• SUPPLIED ENTRIES
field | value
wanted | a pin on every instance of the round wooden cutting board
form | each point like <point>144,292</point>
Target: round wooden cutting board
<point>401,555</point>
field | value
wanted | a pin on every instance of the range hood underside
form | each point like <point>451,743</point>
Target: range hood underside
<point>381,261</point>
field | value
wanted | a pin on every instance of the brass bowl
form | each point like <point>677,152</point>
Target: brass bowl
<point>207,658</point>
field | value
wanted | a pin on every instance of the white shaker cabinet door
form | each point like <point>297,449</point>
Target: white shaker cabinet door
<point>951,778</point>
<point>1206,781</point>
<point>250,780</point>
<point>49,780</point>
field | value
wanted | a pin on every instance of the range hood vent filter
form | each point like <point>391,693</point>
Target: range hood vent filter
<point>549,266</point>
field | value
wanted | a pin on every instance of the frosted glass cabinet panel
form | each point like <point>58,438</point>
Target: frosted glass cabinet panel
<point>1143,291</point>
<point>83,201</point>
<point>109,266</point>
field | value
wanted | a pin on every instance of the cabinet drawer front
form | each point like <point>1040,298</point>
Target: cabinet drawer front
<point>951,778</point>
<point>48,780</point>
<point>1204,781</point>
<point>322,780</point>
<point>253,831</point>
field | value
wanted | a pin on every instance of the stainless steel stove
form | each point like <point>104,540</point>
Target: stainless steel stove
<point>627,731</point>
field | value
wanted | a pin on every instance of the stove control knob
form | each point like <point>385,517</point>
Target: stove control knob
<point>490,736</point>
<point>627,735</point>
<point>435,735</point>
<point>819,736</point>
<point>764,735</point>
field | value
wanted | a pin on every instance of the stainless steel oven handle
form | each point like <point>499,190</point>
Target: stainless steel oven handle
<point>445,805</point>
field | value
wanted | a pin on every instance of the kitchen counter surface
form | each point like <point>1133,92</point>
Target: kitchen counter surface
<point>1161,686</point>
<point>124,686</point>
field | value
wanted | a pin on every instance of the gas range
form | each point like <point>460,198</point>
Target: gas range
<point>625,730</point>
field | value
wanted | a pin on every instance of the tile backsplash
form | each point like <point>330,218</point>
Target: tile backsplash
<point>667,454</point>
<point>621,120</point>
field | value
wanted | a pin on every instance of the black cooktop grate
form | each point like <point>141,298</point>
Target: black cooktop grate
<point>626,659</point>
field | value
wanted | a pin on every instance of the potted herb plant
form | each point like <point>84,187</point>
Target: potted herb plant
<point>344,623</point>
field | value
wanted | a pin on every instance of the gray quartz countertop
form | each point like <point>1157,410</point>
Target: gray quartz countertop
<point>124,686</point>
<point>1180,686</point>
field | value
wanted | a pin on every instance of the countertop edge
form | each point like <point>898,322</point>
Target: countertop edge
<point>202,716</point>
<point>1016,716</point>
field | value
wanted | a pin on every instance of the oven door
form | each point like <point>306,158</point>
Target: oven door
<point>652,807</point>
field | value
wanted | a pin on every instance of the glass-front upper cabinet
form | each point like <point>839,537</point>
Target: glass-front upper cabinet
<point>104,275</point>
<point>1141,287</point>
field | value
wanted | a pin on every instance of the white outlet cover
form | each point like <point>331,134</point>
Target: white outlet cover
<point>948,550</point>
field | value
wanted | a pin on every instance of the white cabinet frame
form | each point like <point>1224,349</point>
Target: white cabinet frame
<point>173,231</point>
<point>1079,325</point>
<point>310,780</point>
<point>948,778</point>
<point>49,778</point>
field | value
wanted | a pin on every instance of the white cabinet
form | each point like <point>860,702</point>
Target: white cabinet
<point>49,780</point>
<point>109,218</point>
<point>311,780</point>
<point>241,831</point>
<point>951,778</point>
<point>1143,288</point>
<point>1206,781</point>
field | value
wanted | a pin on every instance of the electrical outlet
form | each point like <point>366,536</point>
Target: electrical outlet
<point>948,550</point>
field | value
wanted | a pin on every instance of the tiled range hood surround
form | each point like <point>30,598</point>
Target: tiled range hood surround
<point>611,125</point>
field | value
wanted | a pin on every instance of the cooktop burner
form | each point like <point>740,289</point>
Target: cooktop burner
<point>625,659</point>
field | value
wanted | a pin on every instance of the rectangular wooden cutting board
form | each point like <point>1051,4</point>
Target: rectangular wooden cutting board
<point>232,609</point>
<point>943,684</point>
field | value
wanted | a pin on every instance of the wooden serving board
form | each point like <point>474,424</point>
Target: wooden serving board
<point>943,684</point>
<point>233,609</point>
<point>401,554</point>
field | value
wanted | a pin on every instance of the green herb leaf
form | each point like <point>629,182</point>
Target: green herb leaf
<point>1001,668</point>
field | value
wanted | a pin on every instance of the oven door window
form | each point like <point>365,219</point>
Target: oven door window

• ACTIVITY
Return only the exact lines from the opening of the records through the line that contains "the range hood vent filter", both included.

• RESULT OF THIS EXERCISE
field | value
wanted | a pin on every instance of the round wooden cutting board
form | each point like <point>144,292</point>
Target: round wooden cutting board
<point>401,555</point>
field | value
wanted | a pin on every instance of the range hood underside
form | each point like <point>451,743</point>
Target: range hood underside
<point>381,261</point>
field | value
wanted | a pin on every instance of the brass bowl
form | each point like <point>677,152</point>
Target: brass bowl
<point>207,658</point>
field | value
wanted | a pin on every instance of the white shaker cabinet door
form | each point like <point>297,449</point>
Target: white shaker cabinet door
<point>951,778</point>
<point>1206,781</point>
<point>250,780</point>
<point>49,780</point>
field | value
wanted | a pin on every instance of the range hood vent filter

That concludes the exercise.